Request:
Write out the material below again, unchanged.

Data lines:
========================================

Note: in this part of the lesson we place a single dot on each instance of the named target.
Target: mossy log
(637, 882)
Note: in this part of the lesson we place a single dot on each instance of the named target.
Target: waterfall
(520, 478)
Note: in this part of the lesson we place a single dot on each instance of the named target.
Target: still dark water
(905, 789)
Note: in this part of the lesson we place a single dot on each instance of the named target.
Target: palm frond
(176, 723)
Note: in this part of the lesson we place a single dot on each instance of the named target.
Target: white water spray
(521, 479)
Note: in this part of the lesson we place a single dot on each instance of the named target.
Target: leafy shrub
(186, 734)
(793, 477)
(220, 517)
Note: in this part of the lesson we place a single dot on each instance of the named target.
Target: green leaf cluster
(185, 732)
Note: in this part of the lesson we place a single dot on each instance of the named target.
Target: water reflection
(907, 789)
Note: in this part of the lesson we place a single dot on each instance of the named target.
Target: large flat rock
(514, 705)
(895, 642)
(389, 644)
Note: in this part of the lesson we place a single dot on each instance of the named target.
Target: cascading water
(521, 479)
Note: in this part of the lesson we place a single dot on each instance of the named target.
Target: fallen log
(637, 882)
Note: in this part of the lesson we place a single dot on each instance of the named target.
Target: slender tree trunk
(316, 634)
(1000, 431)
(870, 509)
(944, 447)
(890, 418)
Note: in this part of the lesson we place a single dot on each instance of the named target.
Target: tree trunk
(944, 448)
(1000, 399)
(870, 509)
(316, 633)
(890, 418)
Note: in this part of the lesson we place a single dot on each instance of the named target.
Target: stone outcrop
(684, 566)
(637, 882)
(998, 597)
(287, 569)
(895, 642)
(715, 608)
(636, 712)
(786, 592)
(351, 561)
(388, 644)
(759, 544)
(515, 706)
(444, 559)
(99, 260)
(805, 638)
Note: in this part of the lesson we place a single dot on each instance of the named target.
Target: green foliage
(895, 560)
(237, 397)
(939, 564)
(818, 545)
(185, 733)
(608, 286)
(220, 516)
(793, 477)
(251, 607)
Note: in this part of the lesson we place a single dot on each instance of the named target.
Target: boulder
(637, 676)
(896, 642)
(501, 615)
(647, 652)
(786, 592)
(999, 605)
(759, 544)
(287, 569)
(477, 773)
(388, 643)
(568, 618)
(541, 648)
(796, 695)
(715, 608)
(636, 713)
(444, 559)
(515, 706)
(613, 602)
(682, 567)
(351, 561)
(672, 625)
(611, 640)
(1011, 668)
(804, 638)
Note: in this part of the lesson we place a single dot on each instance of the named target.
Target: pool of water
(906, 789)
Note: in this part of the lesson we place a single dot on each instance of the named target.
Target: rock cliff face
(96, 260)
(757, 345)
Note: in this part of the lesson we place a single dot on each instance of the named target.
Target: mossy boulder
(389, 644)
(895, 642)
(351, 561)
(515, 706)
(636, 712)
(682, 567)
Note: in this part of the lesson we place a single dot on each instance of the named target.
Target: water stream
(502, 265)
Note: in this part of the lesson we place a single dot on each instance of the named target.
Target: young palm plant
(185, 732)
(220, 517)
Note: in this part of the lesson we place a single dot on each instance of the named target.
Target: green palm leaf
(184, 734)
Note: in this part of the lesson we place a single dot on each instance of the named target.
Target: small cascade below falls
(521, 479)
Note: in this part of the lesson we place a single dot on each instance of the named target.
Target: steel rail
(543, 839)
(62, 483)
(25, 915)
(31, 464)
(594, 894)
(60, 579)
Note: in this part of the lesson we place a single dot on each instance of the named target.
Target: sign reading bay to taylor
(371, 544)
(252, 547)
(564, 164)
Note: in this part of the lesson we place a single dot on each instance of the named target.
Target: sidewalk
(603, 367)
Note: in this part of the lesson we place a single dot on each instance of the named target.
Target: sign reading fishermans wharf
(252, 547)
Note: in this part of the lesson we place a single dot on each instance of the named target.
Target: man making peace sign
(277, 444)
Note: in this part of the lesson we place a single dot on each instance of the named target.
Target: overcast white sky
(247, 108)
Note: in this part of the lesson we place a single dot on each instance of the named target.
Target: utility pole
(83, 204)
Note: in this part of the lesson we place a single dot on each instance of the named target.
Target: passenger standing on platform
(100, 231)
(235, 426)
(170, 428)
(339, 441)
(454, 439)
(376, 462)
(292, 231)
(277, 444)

========================================

Written solution:
Note: in this part of the lesson we place a single dot on each instance of the named target.
Target: mossy log
(637, 882)
Note: in this part of the lesson we place a single dot on each instance of the named target.
Target: waterfall
(520, 478)
Note: in this part of the lesson we place a single dot on each instance of the named target.
Target: still dark water
(905, 789)
Note: in this part of the lesson we place a single dot on each instance of the named target.
Target: palm frond
(176, 723)
Note: in this part of the lesson we place a single dot on each instance of the named target.
Target: white water spray
(521, 479)
Note: in this part of the lesson we place a single dot on each instance of the named target.
Target: leafy shrub
(186, 734)
(793, 477)
(220, 517)
Note: in this part of the lesson we place a single dot on each instance of the named target.
Target: green leaf cluster
(185, 732)
Note: in this part of the lesson we place a single dot on each instance of the named target.
Target: water reflection
(907, 789)
Note: in this part of the lesson we place a single dot on each instance of the named target.
Target: large flat rock
(514, 705)
(895, 642)
(389, 644)
Note: in this part of the lesson we place a single dot on each instance of the named target.
Target: cascading water
(521, 479)
Note: in this part of the lesson we place a single dot on each instance of the named target.
Target: fallen log
(637, 882)
Note: in this part of the lesson we place a single dot on each instance of the named target.
Target: slender tree trunk
(316, 634)
(1000, 431)
(870, 509)
(944, 447)
(890, 418)
Note: in this part of the lesson we place a single dot on each instance of the named target.
Target: tree trunk
(944, 448)
(1000, 399)
(870, 509)
(316, 633)
(890, 418)
Note: in this part of the lesson we place a single dot on each instance of the named target.
Target: stone outcrop
(684, 566)
(637, 882)
(998, 597)
(287, 569)
(895, 642)
(715, 608)
(636, 712)
(786, 592)
(351, 561)
(388, 644)
(759, 544)
(515, 706)
(444, 559)
(99, 260)
(805, 638)
Note: in this part of the lesson we place a single dot on each instance of the named target.
Target: green foliage
(895, 560)
(237, 397)
(939, 564)
(818, 545)
(185, 733)
(608, 286)
(220, 516)
(793, 477)
(251, 607)
Note: in this part of the lesson we place a single dot on each instance of the named target.
Target: boulder
(637, 676)
(896, 642)
(501, 615)
(647, 652)
(786, 592)
(999, 605)
(759, 544)
(287, 569)
(477, 773)
(388, 643)
(568, 618)
(541, 648)
(796, 695)
(715, 608)
(636, 713)
(444, 559)
(515, 706)
(613, 602)
(682, 567)
(351, 561)
(672, 625)
(611, 640)
(1011, 668)
(804, 638)
Note: in this part of the lesson we place a single dot on each instance of the named target.
Target: pool of water
(906, 789)
Note: in this part of the lesson we place a single dot on each instance of the named target.
Target: rock cliff face
(96, 260)
(757, 345)
Note: in this part of the lesson we place a single dot on each instance of the named target.
Target: mossy boulder
(389, 644)
(895, 642)
(351, 561)
(515, 706)
(636, 712)
(682, 567)
Note: in this part of the lesson we place a single dot on each instance of the named target.
Target: water stream
(502, 265)
Note: in this part of the lesson we place a single dot on each instance of the named target.
Target: young palm plant
(185, 732)
(220, 517)
Note: in this part of the lesson we place a single dot on each instance of the named target.
Target: green palm leaf
(184, 734)
Note: in this part of the lesson we place a single dot on each instance of the named target.
Target: small cascade below falls
(521, 479)
Note: in this part of the lesson we place a single dot on each instance of the named target.
Target: steel rail
(543, 839)
(62, 483)
(25, 915)
(31, 464)
(594, 894)
(60, 579)
Note: in this part of the lesson we place a single dot on each instance of the named target.
Target: sign reading bay to taylor
(371, 544)
(252, 547)
(564, 164)
Note: in this part of the lesson we place a single dot on each instance of the named target.
Target: sidewalk
(603, 367)
Note: in this part of the lesson we place a single dot on each instance of the named target.
Target: sign reading fishermans wharf
(252, 547)
Note: in this part of the lesson we place a single dot on each instance of the named target.
Target: man making peace sign
(277, 444)
Note: in this part of the lesson we place a single dot on each instance of the named target.
Target: overcast white sky
(247, 108)
Note: in this part of the lesson we place a single dot on each instance of the named target.
Target: utility pole
(83, 204)
Note: in this part of the lesson we place a single dot on each instance of the named target.
Target: passenger standing on platform
(100, 231)
(235, 426)
(170, 428)
(339, 441)
(454, 439)
(376, 462)
(292, 231)
(277, 444)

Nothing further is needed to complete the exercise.